Exercise objective:
Of all the entries below, only the lines from the one with "Prompted segmentation: deliver" up to and including the one with "positive clicks: (157, 104) (111, 104)" are to be duplicated exactly.

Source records

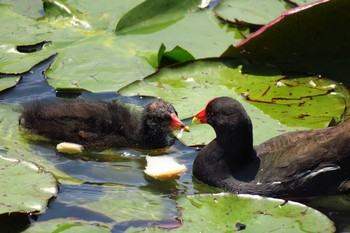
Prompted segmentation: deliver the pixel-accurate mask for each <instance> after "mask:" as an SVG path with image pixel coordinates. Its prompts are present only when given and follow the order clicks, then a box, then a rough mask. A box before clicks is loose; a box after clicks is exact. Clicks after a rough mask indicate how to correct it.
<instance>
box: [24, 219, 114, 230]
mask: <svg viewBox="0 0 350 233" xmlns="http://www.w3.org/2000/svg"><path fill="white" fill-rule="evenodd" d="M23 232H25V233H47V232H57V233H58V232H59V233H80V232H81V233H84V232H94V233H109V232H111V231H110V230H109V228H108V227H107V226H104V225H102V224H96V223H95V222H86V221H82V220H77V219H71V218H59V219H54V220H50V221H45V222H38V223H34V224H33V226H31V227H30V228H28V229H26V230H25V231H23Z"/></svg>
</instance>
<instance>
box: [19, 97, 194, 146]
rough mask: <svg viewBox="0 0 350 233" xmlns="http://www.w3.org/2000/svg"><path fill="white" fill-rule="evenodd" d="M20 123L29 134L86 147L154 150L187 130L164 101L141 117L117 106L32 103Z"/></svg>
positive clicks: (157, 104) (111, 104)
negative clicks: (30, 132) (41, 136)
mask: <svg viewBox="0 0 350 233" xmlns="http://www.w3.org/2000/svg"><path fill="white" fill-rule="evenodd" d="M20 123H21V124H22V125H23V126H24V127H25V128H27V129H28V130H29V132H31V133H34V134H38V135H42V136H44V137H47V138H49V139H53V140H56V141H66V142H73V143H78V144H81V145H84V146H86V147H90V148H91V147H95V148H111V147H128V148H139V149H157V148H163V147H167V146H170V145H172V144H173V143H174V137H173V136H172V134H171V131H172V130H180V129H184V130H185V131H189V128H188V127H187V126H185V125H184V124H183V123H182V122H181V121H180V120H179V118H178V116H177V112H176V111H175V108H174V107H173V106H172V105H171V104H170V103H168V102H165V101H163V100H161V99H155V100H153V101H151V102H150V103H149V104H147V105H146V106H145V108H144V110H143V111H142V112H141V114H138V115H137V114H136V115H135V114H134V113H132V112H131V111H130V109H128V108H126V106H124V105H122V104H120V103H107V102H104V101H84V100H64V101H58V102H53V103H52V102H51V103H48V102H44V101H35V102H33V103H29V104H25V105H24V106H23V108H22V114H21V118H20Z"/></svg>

--

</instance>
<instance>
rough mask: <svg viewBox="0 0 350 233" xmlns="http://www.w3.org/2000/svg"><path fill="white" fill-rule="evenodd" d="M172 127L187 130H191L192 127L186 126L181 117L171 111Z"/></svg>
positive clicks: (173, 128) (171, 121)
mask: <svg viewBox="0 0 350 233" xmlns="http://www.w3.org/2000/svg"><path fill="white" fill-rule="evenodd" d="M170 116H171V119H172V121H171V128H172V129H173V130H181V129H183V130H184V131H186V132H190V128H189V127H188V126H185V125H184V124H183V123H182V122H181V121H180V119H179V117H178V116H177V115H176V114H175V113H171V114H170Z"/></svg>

Task output:
Prompted segmentation: deliver the pixel-accurate mask for each <instance> after "mask:" as an SVG path with image pixel coordinates. Its prompts are present only when given and follow the order clicks, then a box, then a rough mask. A box before clicks is loose; a box after clicks is exact. Clicks after a rough mask indicate how to correct it.
<instance>
box: [24, 219, 114, 230]
mask: <svg viewBox="0 0 350 233" xmlns="http://www.w3.org/2000/svg"><path fill="white" fill-rule="evenodd" d="M23 232H25V233H47V232H57V233H58V232H59V233H80V232H81V233H84V232H94V233H109V232H111V231H110V230H109V228H108V227H107V226H104V225H102V224H96V223H95V222H86V221H82V220H77V219H71V218H59V219H54V220H50V221H45V222H38V223H34V224H33V226H31V227H30V228H28V229H26V230H25V231H23Z"/></svg>
</instance>
<instance>
box: [19, 97, 194, 146]
rough mask: <svg viewBox="0 0 350 233" xmlns="http://www.w3.org/2000/svg"><path fill="white" fill-rule="evenodd" d="M20 123L29 134L86 147L154 150L187 130L164 101L141 117L117 106L32 103Z"/></svg>
positive clicks: (157, 104) (111, 104)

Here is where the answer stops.